■ Problem requirements
Go through the listing below and retype exactly the lines starting at the one with "Target: silhouette of person" and ending at the one with "Target: tall grass", skipping pictures.

+++++

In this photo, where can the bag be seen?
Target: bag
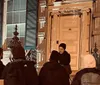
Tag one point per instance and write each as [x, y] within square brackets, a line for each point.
[68, 69]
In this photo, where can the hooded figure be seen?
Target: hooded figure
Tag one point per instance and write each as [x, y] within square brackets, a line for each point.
[20, 71]
[52, 73]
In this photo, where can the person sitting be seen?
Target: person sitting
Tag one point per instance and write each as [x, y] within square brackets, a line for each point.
[2, 66]
[89, 75]
[52, 73]
[20, 71]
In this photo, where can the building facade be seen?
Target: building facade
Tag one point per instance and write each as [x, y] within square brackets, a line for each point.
[74, 22]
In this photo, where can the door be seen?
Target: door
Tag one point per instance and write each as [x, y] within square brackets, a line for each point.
[69, 33]
[66, 29]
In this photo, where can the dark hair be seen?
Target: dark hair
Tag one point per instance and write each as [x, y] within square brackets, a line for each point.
[54, 56]
[18, 52]
[1, 50]
[63, 45]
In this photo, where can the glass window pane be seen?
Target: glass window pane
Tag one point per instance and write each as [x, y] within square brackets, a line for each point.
[9, 18]
[22, 4]
[16, 5]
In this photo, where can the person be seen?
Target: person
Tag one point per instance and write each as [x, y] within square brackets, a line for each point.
[20, 71]
[52, 73]
[88, 61]
[1, 64]
[88, 74]
[64, 58]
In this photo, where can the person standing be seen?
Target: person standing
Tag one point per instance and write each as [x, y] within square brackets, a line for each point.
[52, 73]
[1, 64]
[20, 71]
[64, 59]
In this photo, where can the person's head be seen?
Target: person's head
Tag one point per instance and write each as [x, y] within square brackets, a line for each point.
[18, 53]
[54, 56]
[62, 48]
[1, 53]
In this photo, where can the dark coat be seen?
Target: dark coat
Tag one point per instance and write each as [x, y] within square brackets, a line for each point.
[20, 72]
[64, 58]
[53, 73]
[1, 68]
[78, 76]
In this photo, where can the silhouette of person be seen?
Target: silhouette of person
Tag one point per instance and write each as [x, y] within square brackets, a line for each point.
[20, 71]
[52, 73]
[64, 58]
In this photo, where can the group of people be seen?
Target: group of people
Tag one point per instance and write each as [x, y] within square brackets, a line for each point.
[22, 72]
[54, 72]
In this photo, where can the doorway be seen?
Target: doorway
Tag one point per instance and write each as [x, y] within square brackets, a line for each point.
[66, 29]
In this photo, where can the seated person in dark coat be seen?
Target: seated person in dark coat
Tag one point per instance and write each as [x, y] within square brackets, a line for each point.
[52, 73]
[1, 64]
[64, 59]
[20, 71]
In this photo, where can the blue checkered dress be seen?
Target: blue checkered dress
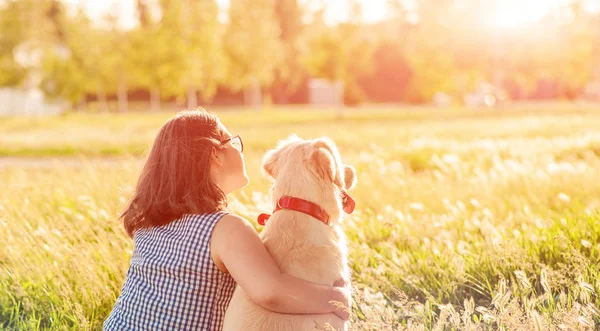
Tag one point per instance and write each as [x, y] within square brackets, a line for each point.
[172, 282]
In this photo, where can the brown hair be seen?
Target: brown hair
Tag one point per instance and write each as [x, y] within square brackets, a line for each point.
[176, 178]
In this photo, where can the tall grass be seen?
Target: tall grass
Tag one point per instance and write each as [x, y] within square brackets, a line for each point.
[465, 220]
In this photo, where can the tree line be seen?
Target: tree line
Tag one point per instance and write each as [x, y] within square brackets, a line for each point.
[186, 50]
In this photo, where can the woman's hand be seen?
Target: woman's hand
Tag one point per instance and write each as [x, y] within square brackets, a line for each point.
[346, 289]
[236, 247]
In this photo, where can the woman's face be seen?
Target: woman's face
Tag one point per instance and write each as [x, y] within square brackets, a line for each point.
[229, 169]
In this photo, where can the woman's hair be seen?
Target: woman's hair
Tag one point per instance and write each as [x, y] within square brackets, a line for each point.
[176, 178]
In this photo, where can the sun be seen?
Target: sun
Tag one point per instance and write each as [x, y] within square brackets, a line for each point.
[515, 13]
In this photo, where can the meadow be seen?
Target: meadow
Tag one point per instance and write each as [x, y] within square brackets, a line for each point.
[466, 219]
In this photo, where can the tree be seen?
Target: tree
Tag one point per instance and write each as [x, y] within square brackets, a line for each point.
[158, 50]
[290, 72]
[14, 31]
[252, 46]
[205, 64]
[341, 53]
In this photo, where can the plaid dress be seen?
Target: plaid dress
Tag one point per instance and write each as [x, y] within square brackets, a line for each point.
[172, 282]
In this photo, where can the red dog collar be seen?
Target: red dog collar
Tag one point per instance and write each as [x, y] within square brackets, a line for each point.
[307, 207]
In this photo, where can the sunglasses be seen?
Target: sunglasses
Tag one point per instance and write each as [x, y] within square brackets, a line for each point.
[236, 142]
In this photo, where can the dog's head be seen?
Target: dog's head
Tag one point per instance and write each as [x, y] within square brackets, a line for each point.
[312, 170]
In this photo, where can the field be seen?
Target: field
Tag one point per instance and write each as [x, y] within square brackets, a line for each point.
[466, 219]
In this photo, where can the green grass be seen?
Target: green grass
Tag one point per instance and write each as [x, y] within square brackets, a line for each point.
[466, 220]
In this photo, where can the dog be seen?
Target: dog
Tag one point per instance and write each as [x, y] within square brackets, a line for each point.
[309, 179]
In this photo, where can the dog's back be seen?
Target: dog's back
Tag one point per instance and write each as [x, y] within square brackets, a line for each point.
[304, 248]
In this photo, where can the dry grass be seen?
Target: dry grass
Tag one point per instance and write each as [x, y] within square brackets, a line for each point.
[465, 220]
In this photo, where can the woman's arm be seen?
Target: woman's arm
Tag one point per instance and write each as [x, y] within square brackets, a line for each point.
[238, 247]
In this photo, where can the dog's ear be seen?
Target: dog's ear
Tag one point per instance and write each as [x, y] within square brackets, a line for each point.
[323, 163]
[349, 177]
[271, 158]
[326, 159]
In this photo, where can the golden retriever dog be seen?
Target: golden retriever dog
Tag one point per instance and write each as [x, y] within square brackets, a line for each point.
[302, 245]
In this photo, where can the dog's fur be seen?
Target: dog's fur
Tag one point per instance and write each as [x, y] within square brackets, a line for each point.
[301, 245]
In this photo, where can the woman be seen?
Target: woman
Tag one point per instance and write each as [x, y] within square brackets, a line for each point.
[189, 251]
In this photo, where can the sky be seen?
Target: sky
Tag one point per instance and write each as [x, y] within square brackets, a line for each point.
[507, 13]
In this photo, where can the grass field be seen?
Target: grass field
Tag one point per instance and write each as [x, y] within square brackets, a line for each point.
[466, 220]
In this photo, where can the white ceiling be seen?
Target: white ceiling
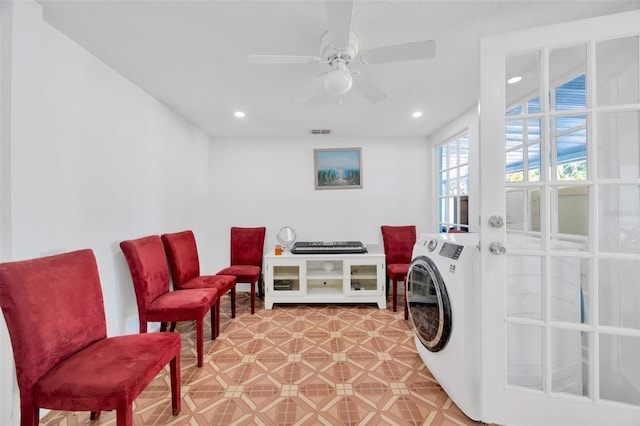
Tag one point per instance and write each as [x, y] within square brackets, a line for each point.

+++++

■ Task output
Target: silhouette of person
Tag one point per instance and write each as [x, y] within square brackets, a line for each point.
[20, 71]
[52, 73]
[64, 58]
In this photo, where can the group of people be seen?
Target: group of people
Tag one point per instance and write each as [x, y] within square brackets, a line for each point.
[22, 72]
[54, 72]
In this photo, where can the doorway be seen?
Target: doorway
Tag one point per instance and write each as [x, y] within square brackets, a line for each point.
[66, 29]
In this photo, where can the seated person in dark coat be seen?
Target: seated person in dark coat
Tag one point per instance and write each as [x, y] within square brackets, a line for each point.
[52, 73]
[1, 64]
[64, 59]
[20, 71]
In this photo, where can the blue checkered dress be seen?
Target: blue checkered dress
Tag one point per instance and write each as [x, y] within square brackets, a line for each point.
[172, 282]
In this photo, where can the brown hair be seen?
Target: brown hair
Tag one point per instance and write each as [x, y] within square brackets, a line for each point.
[176, 178]
In this photo, where can the tall grass be seen?
Target: tall grass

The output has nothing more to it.